Trecho:
########

O massacre ocorreu após uma rebelião que começou por volta das 8h da manhã. A tensão entre facções rivais somava-se à superlotação crônica: a prisão, projetada para 3.250 presos, abrigava mais de 8.000. Como uma panela de pressão sem válvula, a violência explodiu. Às 14h, a Polícia Militar entrou com 300 homens e uma fúria desproporcional. Em pouco mais de meia hora, a carnificina se concretizou.

“Em 2023, o Supremo Tribunal Federal (STF) reverteu essa decisão e determinou novo julgamento. Um sopro de esperança para as famílias das vítimas, já envelhecidas e cansadas de esperar. Mas, como é costumeiro, nada de concreto se materializou até agora, agosto de 2025.”

Na versão oficial da época, os presos resistiram. Na versão da lógica e das imagens que vieram depois, o que houve foi um fuzilamento sistemático. Os detentos estavam desarmados. A maioria morreu com tiros à queima-roupa, alguns dentro de celas, outros tentando se render. A perícia mostrou que nenhum policial morreu — um dado que, por si só, já deveria ter sido suficiente para desmentir a narrativa do confronto.

O comandante da operação era o coronel Ubiratan Guimarães, depois eleito deputado estadual com a alcunha de “herói do Carandiru”. Em 2001, foi condenado a 632 anos de prisão, mas a sentença foi anulada três anos depois. Em 2006, foi assassinado em seu apartamento, num crime até hoje não resolvido. Justiça tardia, justiça poética ou apenas mais uma página de violência brasileira? Talvez tudo junto.

########

Dados fornecidos:
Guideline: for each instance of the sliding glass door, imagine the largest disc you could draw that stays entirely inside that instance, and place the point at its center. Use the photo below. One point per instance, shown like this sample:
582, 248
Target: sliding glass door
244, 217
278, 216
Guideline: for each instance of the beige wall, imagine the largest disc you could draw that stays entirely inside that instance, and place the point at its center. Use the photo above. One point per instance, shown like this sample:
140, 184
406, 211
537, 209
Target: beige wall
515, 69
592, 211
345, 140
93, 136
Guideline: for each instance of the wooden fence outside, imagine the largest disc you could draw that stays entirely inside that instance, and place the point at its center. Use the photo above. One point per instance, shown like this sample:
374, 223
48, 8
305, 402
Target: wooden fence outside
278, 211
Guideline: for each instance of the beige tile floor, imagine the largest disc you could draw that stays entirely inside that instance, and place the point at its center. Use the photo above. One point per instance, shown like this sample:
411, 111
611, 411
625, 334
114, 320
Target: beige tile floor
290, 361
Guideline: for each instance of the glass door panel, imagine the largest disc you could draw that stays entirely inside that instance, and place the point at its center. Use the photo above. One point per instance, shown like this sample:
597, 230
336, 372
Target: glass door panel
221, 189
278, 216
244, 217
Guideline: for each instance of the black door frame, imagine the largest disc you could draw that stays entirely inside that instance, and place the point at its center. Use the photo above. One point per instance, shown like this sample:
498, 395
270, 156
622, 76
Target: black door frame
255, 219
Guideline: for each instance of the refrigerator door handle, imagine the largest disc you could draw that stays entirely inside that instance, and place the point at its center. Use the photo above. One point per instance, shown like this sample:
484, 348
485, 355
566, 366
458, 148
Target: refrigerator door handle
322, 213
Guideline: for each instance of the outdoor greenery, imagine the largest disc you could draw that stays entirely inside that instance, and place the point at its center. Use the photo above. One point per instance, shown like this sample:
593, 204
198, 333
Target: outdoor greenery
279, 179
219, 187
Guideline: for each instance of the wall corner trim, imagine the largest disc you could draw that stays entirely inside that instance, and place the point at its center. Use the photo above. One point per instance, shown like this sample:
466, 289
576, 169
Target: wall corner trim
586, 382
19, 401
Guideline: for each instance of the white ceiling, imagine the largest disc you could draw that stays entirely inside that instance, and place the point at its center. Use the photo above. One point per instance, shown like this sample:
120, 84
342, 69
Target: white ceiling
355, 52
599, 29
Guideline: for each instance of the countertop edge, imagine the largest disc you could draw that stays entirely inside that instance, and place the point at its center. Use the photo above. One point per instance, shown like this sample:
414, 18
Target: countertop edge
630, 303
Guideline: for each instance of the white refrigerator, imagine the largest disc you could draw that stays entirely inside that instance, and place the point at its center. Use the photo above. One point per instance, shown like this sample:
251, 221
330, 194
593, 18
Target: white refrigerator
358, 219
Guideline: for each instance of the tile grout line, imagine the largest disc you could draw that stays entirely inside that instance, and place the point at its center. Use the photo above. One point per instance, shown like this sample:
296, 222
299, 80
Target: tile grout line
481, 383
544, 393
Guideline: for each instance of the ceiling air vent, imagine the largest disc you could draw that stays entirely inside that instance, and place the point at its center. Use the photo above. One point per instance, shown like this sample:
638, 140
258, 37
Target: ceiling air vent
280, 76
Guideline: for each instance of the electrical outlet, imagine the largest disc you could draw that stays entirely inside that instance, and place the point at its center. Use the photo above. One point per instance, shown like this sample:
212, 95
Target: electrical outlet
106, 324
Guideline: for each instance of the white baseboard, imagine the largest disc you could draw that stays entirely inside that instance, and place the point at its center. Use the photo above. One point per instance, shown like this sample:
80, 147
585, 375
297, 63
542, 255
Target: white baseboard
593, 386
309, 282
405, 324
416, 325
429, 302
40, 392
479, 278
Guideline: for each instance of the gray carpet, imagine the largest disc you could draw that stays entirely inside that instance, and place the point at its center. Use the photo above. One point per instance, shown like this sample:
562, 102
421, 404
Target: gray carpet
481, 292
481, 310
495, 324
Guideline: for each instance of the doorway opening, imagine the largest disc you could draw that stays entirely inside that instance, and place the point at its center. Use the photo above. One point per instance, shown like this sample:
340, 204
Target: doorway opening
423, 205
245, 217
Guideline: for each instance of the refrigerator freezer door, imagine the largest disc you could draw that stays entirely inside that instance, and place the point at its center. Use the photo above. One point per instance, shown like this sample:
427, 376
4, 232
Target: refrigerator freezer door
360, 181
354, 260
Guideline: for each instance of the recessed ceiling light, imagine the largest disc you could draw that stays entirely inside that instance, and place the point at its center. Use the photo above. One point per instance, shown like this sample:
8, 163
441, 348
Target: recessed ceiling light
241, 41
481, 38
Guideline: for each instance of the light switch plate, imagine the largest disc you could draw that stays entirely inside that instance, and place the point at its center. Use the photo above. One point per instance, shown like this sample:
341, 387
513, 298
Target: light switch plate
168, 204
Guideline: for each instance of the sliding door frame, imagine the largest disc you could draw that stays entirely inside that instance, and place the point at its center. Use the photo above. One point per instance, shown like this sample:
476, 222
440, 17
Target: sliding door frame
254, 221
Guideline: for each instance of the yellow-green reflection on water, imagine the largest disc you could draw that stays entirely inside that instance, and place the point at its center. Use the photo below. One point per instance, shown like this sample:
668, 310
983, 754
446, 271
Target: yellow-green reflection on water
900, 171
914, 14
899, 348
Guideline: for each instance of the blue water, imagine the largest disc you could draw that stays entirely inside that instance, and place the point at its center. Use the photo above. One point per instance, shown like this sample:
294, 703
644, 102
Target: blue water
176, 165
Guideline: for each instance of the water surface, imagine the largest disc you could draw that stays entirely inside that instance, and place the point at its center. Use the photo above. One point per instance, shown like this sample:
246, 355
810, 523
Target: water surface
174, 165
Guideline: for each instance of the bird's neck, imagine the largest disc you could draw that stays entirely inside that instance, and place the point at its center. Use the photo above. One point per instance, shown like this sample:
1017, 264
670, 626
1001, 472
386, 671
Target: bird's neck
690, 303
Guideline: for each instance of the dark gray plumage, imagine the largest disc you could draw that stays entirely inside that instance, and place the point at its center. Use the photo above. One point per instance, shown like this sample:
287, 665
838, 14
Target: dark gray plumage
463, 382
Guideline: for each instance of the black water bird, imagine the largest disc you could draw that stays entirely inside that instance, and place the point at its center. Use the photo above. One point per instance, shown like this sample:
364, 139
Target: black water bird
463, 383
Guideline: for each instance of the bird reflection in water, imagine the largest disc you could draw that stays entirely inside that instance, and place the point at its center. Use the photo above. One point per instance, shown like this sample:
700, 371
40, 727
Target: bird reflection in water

########

Exercícios:
**1)** Liste todos os anos citados no trecho, na ordem em que aparecem.
**2)** Extraia do trecho, sem nenhuma alteração, a parte que começa nas palavras "O comandante da" e termina logo após "Talvez tudo junto.".
Responda com base somente no trecho.

Respostas:
**1)** 2023, 2025, 2001, 2006

**2)**
O comandante da operação era o coronel Ubiratan Guimarães, depois eleito deputado estadual com a alcunha de “herói do Carandiru”. Em 2001, foi condenado a 632 anos de prisão, mas a sentença foi anulada três anos depois. Em 2006, foi assassinado em seu apartamento, num crime até hoje não resolvido. Justiça tardia, justiça poética ou apenas mais uma página de violência brasileira? Talvez tudo junto.